— GIVEN TASK —
Reproduce the items below, starting at the line with "of the tree-covered" and continuing through the last one, with their requests included. Offset every x and y coordinate in the answers by adding 55.
begin SUPPLIED RECORDS
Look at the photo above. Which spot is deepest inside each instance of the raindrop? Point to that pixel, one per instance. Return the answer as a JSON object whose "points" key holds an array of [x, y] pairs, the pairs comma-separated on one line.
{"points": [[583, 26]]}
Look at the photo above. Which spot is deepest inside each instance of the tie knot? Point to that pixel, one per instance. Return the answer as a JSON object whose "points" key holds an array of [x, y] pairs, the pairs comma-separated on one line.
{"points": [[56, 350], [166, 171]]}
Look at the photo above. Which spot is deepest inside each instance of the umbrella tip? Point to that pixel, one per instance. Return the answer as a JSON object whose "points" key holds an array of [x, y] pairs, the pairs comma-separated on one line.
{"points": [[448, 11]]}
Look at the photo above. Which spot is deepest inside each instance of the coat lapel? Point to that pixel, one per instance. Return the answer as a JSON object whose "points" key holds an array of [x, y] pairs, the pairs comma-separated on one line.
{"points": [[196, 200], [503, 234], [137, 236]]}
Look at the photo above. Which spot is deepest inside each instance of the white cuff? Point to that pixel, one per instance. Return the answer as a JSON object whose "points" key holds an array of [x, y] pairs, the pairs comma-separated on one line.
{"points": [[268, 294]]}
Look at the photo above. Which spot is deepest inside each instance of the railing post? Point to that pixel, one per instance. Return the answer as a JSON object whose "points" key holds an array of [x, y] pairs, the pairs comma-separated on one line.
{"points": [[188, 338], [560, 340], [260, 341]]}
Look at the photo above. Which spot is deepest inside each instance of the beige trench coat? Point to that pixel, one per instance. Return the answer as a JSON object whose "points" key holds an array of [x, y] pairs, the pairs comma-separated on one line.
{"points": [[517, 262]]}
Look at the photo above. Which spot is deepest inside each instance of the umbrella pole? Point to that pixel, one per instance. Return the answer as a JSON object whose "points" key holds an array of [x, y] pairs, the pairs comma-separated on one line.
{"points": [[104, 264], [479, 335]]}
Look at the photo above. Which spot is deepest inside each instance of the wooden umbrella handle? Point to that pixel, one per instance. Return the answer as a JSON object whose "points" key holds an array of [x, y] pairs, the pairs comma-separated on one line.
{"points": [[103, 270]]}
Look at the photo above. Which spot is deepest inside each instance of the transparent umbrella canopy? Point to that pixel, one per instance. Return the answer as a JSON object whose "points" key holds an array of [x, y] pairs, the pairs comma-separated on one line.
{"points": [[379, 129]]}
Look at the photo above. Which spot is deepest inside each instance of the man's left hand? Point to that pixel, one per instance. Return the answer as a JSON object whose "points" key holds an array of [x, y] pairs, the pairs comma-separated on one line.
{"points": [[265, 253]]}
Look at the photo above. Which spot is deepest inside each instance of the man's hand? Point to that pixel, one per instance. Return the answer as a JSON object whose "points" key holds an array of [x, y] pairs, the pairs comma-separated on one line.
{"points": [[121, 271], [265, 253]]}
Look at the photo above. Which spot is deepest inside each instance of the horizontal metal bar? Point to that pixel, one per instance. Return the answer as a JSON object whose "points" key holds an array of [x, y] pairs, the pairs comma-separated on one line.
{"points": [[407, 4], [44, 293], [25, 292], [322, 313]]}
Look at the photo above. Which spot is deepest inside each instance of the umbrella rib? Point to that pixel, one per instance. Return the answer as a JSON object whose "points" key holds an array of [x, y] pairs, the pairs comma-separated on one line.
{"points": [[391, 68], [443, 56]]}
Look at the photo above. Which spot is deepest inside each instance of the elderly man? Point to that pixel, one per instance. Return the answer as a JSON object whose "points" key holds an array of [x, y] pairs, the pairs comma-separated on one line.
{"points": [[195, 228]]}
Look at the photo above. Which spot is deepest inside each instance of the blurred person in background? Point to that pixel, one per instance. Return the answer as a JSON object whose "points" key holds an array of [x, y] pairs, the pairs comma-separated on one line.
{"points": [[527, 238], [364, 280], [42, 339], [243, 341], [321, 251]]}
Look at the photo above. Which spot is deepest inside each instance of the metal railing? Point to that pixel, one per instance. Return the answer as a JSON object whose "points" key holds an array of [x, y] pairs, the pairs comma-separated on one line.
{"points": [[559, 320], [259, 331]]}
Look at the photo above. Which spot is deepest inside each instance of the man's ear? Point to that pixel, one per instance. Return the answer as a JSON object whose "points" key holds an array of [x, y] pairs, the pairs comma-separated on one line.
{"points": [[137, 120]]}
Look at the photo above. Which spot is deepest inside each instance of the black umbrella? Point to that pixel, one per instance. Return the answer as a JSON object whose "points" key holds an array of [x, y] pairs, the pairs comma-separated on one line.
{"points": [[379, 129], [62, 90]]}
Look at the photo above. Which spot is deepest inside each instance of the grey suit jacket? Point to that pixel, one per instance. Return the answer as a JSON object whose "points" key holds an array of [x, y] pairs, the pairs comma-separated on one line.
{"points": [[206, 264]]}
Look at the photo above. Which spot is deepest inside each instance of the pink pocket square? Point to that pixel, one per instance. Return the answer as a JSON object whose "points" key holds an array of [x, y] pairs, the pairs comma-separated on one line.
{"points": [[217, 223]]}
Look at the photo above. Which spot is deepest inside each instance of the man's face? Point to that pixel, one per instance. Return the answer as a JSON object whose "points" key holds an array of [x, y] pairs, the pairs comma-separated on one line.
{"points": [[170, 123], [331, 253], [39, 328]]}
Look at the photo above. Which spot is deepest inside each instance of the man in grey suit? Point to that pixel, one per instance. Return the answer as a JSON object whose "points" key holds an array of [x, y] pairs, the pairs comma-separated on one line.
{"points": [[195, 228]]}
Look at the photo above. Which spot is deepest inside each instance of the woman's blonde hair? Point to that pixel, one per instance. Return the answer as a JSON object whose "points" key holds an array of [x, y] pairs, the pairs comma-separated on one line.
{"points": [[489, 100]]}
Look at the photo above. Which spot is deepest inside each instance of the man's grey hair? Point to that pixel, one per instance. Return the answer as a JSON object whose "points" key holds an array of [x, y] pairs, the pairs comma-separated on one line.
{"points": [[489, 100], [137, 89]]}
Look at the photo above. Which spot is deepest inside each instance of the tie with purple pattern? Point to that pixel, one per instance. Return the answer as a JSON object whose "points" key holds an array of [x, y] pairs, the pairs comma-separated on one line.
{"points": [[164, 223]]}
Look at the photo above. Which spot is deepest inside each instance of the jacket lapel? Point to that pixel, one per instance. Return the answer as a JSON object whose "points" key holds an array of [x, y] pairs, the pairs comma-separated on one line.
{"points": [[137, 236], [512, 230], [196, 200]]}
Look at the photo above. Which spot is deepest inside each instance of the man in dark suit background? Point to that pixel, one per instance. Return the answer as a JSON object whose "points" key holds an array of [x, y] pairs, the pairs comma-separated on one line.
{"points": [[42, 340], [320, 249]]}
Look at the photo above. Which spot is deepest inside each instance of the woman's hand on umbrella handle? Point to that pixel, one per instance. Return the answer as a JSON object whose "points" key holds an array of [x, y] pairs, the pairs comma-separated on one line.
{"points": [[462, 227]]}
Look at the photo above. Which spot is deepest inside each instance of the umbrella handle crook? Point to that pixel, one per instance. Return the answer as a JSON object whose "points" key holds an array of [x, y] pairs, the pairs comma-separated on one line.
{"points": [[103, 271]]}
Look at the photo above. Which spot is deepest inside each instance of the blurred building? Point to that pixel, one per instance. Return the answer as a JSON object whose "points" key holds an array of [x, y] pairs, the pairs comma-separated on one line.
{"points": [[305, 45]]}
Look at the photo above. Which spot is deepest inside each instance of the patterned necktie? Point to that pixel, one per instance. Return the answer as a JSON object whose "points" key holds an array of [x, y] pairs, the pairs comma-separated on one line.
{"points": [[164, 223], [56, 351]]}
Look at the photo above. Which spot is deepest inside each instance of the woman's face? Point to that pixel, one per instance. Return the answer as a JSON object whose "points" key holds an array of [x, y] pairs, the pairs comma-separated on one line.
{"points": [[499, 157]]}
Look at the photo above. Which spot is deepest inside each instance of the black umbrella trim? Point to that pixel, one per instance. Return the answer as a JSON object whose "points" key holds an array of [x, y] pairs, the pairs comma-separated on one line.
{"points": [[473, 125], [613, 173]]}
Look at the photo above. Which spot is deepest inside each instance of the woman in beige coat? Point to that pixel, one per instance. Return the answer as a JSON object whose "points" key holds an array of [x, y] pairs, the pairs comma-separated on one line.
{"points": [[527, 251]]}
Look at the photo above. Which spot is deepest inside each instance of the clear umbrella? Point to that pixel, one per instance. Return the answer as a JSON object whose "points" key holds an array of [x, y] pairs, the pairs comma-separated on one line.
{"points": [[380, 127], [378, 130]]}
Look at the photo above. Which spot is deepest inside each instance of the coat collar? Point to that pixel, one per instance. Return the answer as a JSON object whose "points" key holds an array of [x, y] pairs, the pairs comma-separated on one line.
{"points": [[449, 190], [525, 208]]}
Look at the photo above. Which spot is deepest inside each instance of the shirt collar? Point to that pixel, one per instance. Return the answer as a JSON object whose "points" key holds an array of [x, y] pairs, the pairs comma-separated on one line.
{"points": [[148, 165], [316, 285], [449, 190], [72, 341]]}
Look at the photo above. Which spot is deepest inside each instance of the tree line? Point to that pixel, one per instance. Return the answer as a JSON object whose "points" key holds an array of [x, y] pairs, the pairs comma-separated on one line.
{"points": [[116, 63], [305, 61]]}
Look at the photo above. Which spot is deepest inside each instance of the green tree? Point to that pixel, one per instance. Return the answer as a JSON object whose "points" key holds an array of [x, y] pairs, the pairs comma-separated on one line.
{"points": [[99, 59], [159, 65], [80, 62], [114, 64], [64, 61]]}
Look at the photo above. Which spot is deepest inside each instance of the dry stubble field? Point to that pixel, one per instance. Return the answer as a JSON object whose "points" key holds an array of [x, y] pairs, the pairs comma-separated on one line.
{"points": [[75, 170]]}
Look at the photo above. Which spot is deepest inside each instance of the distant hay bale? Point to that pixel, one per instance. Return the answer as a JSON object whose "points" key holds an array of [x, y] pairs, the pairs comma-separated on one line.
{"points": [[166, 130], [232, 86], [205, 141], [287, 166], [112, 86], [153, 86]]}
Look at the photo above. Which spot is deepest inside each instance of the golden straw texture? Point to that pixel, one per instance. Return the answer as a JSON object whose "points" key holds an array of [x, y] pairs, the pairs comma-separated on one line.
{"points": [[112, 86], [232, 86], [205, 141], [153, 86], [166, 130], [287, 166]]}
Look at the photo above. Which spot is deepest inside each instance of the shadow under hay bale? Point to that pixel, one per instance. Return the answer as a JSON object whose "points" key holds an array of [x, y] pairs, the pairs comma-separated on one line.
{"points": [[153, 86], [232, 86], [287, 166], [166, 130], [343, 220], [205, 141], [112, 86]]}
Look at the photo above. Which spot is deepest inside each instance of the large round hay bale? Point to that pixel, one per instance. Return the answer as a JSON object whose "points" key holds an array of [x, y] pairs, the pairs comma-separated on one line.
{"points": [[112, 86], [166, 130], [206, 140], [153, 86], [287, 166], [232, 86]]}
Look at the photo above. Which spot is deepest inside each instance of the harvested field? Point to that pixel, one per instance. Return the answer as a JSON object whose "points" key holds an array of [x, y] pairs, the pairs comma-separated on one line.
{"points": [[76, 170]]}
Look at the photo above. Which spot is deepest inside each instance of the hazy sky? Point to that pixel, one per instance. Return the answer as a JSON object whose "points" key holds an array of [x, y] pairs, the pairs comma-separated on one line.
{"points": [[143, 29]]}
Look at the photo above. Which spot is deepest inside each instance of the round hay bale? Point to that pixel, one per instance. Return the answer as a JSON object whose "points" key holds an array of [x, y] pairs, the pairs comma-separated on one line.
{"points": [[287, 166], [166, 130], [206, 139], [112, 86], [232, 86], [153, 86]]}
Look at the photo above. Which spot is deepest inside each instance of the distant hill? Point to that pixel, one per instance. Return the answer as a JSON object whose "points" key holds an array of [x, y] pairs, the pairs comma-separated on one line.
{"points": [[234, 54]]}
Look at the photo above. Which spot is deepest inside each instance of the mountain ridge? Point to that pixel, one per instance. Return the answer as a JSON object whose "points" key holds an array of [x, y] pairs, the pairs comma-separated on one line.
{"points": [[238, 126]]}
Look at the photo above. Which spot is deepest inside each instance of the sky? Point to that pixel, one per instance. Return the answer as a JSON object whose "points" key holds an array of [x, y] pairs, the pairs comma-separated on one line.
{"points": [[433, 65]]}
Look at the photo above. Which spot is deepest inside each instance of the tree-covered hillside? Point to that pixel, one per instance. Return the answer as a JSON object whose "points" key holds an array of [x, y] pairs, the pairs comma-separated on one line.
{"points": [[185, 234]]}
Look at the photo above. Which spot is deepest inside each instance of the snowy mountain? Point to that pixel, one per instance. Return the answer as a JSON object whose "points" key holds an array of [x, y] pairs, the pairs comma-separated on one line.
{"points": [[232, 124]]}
end SUPPLIED RECORDS
— CORRECT RESULT —
Look at the photo above. Which spot is deepest inside each instance of the tree-covered hillside? Point to that pixel, one per instance. Return the answer as a JSON object whose "points" key holds an array of [x, y] pairs, the pairs comma-separated on one line.
{"points": [[240, 289]]}
Look at the photo above. Which spot is deepest inside each instance of the snowy mountain? Point to that pixel, one per instance. Return the answer as a JSON object whose "points" key holds an array of [x, y] pairs, the pairs comma-separated on one line.
{"points": [[287, 179]]}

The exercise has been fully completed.